[[ TEXT open ]]
Message 1
Dear Tim
You made a suggestion on Friday about a workflow I should try writing. The idea I got was that it should look up all protein ids for proteins with a given name from swissprot, then for each protein id look up the nucleotide sequence from which it was translated. I've got that working now. For each proteind id generated for a given protein name, the workflow generates a list of embl nucleotide sequences cross referenced by the swiss prot record for the protein id.
So, for example, given protein name apolipoprotein, the following list of protein ids are generated
SWISSPROT:ABME_HUMAN
SWISSPROT:ABME_MESAU
SWISSPROT:ABME_MONDO
SWISSPROT:ABME_MOUSE
SWISSPROT:ABME_RABIT
... (loads more)
then for SWISSPROT:ABME_HUMAN, the following embl ids are generated:
EMBL:AB009422
EMBL:AB009423
EMBL:AB009424
...(about 5 more)
The sequences these refer to can then easily be looked up in embl using SRS.
[[ TEXT closed ]]
[[ DATA SHOWN open ]]
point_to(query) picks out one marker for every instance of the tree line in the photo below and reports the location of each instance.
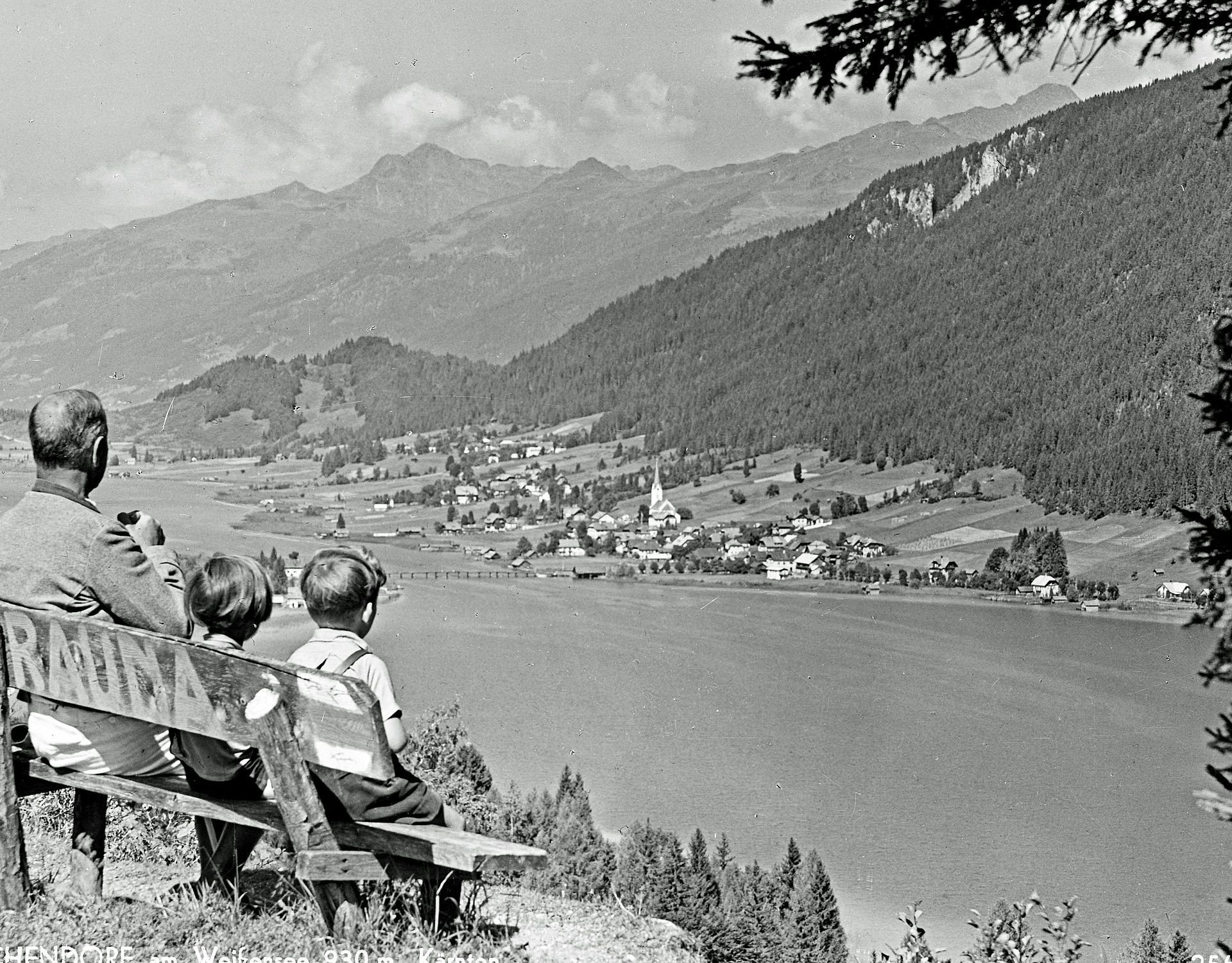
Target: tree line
(1086, 281)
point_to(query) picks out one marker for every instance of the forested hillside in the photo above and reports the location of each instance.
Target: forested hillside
(1040, 301)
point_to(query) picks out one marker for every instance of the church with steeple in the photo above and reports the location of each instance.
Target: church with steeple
(663, 513)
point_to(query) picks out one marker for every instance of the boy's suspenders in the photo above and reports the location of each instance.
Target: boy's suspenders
(348, 661)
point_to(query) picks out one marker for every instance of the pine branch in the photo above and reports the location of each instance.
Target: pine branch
(875, 42)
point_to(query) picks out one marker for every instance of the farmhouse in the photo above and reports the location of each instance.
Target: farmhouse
(1176, 592)
(1045, 586)
(570, 549)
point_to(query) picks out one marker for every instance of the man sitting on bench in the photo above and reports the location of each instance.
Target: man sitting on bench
(58, 553)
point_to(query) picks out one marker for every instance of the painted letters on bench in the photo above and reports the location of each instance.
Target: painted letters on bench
(190, 686)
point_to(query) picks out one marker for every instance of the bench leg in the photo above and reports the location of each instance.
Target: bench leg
(14, 871)
(89, 841)
(440, 899)
(225, 848)
(305, 817)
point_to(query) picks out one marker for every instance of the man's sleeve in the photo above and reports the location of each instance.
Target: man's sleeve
(139, 589)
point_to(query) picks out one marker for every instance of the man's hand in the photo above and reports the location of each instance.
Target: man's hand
(146, 531)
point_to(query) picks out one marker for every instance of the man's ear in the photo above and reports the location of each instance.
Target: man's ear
(98, 461)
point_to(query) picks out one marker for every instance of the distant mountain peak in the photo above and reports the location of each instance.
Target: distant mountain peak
(296, 192)
(588, 171)
(423, 157)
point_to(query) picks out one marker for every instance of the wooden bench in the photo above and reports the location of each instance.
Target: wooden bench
(293, 715)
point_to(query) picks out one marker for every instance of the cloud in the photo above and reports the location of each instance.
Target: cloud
(418, 111)
(642, 120)
(320, 132)
(517, 132)
(328, 127)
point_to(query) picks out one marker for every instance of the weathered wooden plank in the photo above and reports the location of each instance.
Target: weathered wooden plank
(357, 865)
(163, 792)
(302, 813)
(466, 851)
(451, 849)
(14, 871)
(191, 686)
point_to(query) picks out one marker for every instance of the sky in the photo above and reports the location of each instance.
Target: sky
(127, 110)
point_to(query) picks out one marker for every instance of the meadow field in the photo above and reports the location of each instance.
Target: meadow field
(929, 746)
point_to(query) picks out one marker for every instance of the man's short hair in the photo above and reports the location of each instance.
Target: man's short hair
(340, 581)
(231, 594)
(63, 428)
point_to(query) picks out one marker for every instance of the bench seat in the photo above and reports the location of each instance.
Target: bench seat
(468, 854)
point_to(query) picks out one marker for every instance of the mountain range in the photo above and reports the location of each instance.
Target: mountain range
(443, 253)
(1040, 301)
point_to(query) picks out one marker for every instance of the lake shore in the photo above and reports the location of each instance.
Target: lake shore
(1143, 610)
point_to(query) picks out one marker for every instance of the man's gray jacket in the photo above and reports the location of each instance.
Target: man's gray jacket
(58, 553)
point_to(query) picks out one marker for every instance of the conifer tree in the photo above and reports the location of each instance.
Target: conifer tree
(579, 860)
(785, 877)
(701, 896)
(1179, 950)
(814, 932)
(1147, 946)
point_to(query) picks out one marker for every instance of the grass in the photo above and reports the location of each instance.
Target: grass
(275, 916)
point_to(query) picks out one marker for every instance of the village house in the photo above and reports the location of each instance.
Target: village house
(570, 549)
(1045, 586)
(776, 569)
(466, 494)
(1176, 592)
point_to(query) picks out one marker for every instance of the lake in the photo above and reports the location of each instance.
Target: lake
(945, 751)
(928, 749)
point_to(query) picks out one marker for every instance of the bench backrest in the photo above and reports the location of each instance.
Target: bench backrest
(191, 686)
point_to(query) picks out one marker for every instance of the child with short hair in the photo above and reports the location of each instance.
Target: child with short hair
(340, 588)
(231, 596)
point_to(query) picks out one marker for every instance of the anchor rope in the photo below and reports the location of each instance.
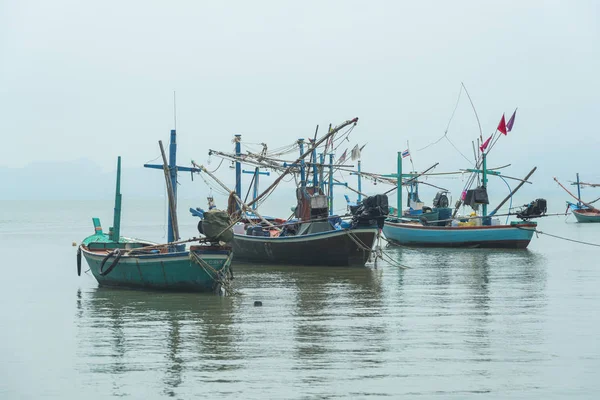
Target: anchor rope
(216, 276)
(381, 254)
(560, 237)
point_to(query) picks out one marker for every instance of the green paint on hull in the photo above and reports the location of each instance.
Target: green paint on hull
(170, 271)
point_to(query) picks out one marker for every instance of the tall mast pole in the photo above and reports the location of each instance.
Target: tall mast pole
(484, 185)
(359, 182)
(302, 164)
(116, 234)
(578, 191)
(399, 197)
(331, 184)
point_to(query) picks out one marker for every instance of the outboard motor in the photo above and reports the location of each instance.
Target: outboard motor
(372, 210)
(535, 209)
(441, 199)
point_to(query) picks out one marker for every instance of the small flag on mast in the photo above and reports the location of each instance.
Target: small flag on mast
(502, 125)
(485, 144)
(511, 121)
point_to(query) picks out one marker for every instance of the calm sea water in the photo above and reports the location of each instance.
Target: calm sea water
(459, 323)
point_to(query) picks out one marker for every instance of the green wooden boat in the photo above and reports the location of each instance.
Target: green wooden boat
(119, 261)
(586, 215)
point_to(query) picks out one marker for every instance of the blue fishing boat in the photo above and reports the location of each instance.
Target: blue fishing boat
(474, 231)
(583, 212)
(119, 261)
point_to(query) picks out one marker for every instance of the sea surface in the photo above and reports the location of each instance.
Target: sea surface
(456, 324)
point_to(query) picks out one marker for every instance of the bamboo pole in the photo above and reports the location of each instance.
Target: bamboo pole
(288, 169)
(513, 192)
(170, 193)
(243, 205)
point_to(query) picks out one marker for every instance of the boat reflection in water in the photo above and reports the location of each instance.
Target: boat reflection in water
(466, 316)
(125, 333)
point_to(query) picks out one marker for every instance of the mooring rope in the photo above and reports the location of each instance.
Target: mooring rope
(218, 276)
(560, 237)
(378, 253)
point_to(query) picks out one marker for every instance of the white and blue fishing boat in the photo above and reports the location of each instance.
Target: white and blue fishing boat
(118, 261)
(482, 230)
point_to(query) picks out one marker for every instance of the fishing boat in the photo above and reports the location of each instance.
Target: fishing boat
(118, 261)
(484, 230)
(583, 212)
(313, 236)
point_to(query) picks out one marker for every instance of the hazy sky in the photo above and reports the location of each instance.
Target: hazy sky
(94, 80)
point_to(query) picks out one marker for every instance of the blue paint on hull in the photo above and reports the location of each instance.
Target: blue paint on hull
(171, 271)
(501, 236)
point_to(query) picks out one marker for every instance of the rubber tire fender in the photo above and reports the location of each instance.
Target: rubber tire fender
(117, 253)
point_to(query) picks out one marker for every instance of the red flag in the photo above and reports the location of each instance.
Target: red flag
(484, 144)
(502, 125)
(511, 122)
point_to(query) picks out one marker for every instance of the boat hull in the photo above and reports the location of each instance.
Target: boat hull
[[ DATA SHOWN closed ]]
AIM OF THE TASK: Revise the part of the message that opens with the words containing "So, for example, given" and closes with "embl using SRS.", putting "hemoglobin" in place of "apolipoprotein".

ANSWER SPACE:
So, for example, given protein name hemoglobin, the following list of protein ids are generated
SWISSPROT:ABME_HUMAN
SWISSPROT:ABME_MESAU
SWISSPROT:ABME_MONDO
SWISSPROT:ABME_MOUSE
SWISSPROT:ABME_RABIT
... (loads more)
then for SWISSPROT:ABME_HUMAN, the following embl ids are generated:
EMBL:AB009422
EMBL:AB009423
EMBL:AB009424
...(about 5 more)
The sequences these refer to can then easily be looked up in embl using SRS.